Stated problem A. Decide whether each statement below agrees with the passage about drummer Watts. Answer yes or no for each, and quote the words of the passage that settle it. (i) Watts calls rehearsal the worst bit. (ii) Watts lets the phone ring without answering it. (iii) The band wants the Vegas-era Elvis image that Fisher chose.
Stated problem B. In the passage about drummer Watts, switch "couch" to "sofa" in the stretch from "Hanging up, Watts" through "in gold lame.", and write out that stretch with the change.
Stated problem C. Pick up the passage about drummer Watts after its last sentence, and write what comes next.

Page extract.
>> begin
The drummer is wearing pressed green pants, a green T-shirt and the sort of two-tone shoes sported by the Chicago gangsters he admired as a kid. “People say we risk nothing going back out on the road,” Watts says, folding his arms. “But we risk reputation, and that’s everything.” Standing to cross the room, he moves with the jaunty grace of a silent-film star. In the middle of the room, arranged on custom-made shipping racks, his silk suits and sport shirts are neatly spaced. Stepping around these racks, he walks over to the window and looks out on downtown Toronto, the tall buildings that cut the skyline and behind that the flat blue expanse of Lake Ontario, like a photographer’s pull-down backdrop. “You miss the road when you’re not on it,” says Watts, looking down. “Then you get back, and you’re fed up right away. This is the worst bit. Rehearsal. You never know if the band still clicks until you get before a crowd.”
The phone rings. Watts looks across the room and then decides to answer it. Saying hello, his voice becomes a whisper, like a man phoned entirely too early on a Sunday morning. And now he’s talking to someone about the set, about an image of Elvis Presley that is to appear above the stage during the show. “We need to change that,” he says, into the receiver. “It’s wrong.”
Hanging up, Watts returns to the couch. Fisher, he explains, has chosen a Vegas-era Elvis. And what the band needs now is a young Elvis – Elvis in pink or in gold lame.
This is the crux of it, isn’t it? Rock & roll is not an easy place to grow old gracefully, and for a group of aging rockers to associate themselves with a latter-day King, a man fast ballooning toward self-parody, seems the worst kind of judgment. “With age, what you learn most is doing what you do even better,” Watts says. “That doesn’t mean Louis Armstrong at 70 was better than Louis Armstrong at 20. But he did get Louis Armstrong across better. And the same is true with the Stones.
“It must seem strange that we do the same thing with the same boys all these years later,” Watts continues, standing. “It seems strange to me. But it’s like when you get drunk at a bar and wonder later how you got home. You know where you are – you’re home – but how did you get there? That’s the mystery.”
>> end
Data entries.
>> begin
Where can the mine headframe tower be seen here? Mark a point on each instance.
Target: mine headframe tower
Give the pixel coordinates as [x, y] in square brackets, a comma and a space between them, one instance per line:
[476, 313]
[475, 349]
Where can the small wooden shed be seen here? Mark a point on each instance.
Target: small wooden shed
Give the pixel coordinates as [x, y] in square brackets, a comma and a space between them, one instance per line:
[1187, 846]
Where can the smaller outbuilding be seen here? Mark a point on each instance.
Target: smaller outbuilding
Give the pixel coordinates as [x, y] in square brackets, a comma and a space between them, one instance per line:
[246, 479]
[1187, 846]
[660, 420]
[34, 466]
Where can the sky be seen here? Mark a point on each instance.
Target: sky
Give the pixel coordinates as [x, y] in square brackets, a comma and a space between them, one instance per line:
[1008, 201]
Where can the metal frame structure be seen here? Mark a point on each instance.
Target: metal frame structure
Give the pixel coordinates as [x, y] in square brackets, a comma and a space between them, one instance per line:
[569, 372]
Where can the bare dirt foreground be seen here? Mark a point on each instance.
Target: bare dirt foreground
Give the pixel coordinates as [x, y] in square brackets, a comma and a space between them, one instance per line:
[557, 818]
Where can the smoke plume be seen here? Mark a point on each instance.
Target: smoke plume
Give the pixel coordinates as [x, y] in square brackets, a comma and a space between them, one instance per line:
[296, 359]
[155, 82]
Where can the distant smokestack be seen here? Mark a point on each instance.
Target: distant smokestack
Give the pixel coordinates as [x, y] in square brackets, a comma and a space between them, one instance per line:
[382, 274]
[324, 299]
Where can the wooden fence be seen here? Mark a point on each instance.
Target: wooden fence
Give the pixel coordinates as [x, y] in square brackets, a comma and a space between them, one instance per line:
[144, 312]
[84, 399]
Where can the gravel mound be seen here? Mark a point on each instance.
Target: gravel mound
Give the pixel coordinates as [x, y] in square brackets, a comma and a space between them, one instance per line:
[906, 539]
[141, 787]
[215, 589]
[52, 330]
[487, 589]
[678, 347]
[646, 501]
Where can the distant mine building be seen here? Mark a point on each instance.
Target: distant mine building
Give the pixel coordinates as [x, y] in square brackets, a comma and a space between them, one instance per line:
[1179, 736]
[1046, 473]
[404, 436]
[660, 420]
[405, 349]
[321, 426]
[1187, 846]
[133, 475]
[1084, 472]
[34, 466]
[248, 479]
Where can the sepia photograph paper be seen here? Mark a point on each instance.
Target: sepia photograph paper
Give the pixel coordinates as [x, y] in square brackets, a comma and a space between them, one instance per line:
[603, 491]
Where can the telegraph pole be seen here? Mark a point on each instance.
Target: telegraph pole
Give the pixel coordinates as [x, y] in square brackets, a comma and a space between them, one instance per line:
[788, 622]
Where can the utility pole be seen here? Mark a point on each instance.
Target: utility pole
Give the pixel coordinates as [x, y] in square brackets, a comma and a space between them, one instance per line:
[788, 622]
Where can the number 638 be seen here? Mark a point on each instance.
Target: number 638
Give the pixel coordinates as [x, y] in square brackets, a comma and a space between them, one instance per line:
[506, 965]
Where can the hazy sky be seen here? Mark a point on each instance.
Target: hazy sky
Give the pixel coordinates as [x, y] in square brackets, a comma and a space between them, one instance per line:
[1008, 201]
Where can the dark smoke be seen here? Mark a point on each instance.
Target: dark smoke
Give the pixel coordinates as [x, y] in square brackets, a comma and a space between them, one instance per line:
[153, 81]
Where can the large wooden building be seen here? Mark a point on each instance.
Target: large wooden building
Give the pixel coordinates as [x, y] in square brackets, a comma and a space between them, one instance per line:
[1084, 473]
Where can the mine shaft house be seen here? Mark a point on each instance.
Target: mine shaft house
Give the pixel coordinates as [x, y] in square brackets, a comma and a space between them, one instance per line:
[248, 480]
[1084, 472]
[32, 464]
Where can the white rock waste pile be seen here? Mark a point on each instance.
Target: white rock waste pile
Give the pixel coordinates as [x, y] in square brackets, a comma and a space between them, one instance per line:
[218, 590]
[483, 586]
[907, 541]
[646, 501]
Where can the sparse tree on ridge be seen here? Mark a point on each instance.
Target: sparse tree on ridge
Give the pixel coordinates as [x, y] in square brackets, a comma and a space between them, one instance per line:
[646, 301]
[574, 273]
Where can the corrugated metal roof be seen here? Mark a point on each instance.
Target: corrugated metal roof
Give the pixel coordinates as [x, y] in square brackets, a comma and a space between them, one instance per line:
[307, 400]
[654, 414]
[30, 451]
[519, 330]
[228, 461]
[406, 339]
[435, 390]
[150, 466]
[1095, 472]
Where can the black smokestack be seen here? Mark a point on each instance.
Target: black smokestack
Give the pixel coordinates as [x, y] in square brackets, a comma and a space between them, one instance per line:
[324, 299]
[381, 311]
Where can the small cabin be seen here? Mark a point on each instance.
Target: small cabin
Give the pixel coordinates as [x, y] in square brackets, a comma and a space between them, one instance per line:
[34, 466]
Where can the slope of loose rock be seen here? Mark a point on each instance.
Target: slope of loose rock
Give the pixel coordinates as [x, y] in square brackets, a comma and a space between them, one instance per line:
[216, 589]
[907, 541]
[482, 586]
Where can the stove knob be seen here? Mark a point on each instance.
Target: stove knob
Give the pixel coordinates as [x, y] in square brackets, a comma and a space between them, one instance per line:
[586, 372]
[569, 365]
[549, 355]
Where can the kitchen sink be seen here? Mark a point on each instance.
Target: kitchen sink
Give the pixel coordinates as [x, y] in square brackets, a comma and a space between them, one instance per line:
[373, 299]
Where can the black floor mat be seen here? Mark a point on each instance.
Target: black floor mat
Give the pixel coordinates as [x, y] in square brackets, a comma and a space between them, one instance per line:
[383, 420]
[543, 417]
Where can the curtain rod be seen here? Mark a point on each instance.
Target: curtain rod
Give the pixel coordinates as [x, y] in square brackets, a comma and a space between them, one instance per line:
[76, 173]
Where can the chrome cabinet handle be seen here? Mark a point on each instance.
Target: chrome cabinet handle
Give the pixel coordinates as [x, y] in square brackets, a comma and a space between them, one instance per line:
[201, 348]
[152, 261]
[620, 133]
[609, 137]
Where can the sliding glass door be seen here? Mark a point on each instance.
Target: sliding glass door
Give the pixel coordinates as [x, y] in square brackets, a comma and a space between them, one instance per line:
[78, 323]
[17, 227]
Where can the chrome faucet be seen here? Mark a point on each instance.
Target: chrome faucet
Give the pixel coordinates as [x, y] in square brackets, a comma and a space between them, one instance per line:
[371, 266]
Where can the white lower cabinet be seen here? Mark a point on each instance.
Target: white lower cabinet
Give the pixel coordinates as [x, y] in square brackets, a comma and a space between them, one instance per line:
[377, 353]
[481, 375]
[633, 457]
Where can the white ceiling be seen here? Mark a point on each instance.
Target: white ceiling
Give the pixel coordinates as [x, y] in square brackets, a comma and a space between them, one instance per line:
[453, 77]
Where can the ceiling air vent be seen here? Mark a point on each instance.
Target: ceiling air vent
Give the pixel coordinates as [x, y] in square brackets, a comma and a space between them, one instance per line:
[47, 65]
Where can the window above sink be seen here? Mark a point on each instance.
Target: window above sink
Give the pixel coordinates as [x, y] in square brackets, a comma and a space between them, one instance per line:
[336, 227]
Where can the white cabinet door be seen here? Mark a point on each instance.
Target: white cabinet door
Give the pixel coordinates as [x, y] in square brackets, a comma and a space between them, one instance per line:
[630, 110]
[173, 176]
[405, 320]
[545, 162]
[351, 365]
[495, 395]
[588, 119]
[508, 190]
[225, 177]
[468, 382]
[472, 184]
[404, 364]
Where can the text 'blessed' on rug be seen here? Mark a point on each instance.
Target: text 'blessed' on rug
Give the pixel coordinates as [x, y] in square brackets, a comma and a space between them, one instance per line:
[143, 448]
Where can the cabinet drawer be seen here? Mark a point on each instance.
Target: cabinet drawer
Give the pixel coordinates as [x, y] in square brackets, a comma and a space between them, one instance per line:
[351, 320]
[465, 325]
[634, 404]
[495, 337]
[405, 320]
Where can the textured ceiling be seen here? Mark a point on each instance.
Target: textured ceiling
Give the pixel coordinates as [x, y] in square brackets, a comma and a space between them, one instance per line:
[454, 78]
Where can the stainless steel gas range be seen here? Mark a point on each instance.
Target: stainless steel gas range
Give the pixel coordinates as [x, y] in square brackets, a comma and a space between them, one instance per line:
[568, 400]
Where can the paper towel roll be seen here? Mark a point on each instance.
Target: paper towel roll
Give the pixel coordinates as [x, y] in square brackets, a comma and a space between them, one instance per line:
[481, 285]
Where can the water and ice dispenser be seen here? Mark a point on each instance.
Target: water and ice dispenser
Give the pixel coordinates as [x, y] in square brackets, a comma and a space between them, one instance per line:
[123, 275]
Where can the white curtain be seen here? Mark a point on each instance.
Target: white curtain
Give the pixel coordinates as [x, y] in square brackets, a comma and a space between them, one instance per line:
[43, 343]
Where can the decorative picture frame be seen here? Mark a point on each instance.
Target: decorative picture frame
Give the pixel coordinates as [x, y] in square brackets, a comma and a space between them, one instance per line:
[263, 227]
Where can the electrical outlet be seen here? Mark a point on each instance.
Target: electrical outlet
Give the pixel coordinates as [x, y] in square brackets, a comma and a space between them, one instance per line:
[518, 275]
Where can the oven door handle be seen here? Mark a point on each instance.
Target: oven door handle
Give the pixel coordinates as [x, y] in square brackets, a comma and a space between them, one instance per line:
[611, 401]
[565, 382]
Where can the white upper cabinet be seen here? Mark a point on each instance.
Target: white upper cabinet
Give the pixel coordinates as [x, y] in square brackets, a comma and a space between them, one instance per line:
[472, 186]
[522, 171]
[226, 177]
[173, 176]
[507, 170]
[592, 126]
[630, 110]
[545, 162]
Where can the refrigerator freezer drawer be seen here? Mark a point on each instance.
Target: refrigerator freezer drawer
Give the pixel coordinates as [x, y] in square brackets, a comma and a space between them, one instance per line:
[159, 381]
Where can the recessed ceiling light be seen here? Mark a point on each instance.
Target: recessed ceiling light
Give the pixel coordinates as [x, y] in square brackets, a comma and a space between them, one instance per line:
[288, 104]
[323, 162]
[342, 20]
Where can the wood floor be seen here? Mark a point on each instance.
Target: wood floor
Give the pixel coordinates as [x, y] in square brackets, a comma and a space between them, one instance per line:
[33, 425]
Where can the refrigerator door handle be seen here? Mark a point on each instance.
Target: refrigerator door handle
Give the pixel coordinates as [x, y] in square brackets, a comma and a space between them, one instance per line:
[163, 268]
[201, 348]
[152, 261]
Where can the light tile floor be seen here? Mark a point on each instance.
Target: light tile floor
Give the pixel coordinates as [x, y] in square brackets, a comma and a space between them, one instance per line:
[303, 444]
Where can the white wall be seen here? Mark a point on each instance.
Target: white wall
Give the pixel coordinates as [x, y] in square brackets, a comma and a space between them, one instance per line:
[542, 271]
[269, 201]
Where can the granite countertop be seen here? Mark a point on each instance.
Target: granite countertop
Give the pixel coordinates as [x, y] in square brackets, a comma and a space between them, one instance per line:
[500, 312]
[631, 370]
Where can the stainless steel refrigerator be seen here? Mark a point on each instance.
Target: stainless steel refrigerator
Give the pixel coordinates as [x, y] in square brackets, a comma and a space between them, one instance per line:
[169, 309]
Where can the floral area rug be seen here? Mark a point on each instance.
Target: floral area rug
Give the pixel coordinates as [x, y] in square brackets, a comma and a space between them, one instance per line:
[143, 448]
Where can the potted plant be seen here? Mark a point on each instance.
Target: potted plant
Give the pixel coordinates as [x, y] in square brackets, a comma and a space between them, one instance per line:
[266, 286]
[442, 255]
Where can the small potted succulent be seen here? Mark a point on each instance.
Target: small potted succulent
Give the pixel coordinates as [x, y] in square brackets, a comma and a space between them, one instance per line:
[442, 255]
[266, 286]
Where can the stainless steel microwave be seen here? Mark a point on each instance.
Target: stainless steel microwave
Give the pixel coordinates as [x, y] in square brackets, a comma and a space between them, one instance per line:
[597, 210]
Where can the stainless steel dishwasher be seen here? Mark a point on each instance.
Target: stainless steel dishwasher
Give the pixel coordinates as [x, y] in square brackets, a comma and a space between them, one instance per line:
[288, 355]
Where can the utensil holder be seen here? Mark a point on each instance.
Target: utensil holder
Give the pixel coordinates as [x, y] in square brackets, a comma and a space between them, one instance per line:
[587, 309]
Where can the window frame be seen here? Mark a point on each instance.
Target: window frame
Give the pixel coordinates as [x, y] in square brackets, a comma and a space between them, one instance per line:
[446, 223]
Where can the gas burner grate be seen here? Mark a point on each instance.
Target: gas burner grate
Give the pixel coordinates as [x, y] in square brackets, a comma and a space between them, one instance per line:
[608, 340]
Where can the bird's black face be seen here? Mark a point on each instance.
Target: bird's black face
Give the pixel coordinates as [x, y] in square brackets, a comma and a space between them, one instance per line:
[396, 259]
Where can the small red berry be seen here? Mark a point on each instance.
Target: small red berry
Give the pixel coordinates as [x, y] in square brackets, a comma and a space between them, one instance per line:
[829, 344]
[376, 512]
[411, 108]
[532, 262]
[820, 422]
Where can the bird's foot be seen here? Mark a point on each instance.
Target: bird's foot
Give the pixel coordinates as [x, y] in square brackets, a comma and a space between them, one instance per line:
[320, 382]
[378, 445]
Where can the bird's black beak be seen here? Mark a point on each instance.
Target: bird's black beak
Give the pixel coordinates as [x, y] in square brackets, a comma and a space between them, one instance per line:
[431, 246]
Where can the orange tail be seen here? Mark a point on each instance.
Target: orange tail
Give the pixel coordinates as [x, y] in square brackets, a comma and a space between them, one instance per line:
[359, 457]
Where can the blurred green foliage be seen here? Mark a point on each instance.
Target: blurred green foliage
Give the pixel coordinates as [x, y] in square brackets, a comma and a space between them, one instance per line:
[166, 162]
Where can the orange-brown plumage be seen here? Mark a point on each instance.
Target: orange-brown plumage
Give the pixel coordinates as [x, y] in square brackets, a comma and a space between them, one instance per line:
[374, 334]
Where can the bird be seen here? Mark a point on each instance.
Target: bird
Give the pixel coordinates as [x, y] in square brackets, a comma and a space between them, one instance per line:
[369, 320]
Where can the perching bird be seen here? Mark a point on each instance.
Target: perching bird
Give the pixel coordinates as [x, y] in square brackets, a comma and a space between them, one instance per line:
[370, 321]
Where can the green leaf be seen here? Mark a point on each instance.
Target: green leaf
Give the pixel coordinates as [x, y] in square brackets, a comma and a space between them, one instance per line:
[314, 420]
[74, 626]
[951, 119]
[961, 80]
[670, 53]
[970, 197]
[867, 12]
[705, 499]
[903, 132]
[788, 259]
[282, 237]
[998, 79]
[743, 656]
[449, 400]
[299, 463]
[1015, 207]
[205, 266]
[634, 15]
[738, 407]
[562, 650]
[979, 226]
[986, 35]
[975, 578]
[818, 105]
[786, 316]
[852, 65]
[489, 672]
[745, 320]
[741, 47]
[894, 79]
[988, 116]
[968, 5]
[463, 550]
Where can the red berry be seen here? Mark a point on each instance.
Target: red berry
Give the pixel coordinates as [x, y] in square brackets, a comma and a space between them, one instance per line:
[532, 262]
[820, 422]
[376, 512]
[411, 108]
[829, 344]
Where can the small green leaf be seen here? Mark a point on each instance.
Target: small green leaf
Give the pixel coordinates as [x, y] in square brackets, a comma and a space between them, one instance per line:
>> end
Result A.
(i) Yes: "This is the worst bit. Rehearsal."
(ii) No: "Watts looks across the room and then decides to answer it."
(iii) No: "And what the band needs now is a young Elvis"

Result B.
Hanging up, Watts returns to the sofa. Fisher, he explains, has chosen a Vegas-era Elvis. And what the band needs now is a young Elvis – Elvis in pink or in gold lame.

Result C.
Over time, life has grown more complicated for the Rolling Stones. In the ’60s this was a band driven by instinct, by those same forces that have always led boys to girls. “When you’re in your teens, everything’s intense – friendship and love,” says Jagger. “That intensity may follow into your 20s, but after that, you’ve got to find other things.” For Jagger, a growing motivation is the sheer pleasure of doing business – not so much the dollars and cents of touring as the thrill of bringing off such a largescale operation. These days, it seems, when Jagger sings about satisfaction, he may be thinking less of willing teen-age girls than of the neat aesthetics of a well-turned deal. “That’s what lead vocalists are like,” says Wood. “They want to know just what’s going on, and for an old LSE [London School of Economics] student like Mick, there’s a thrill in keeping an eye on everything.”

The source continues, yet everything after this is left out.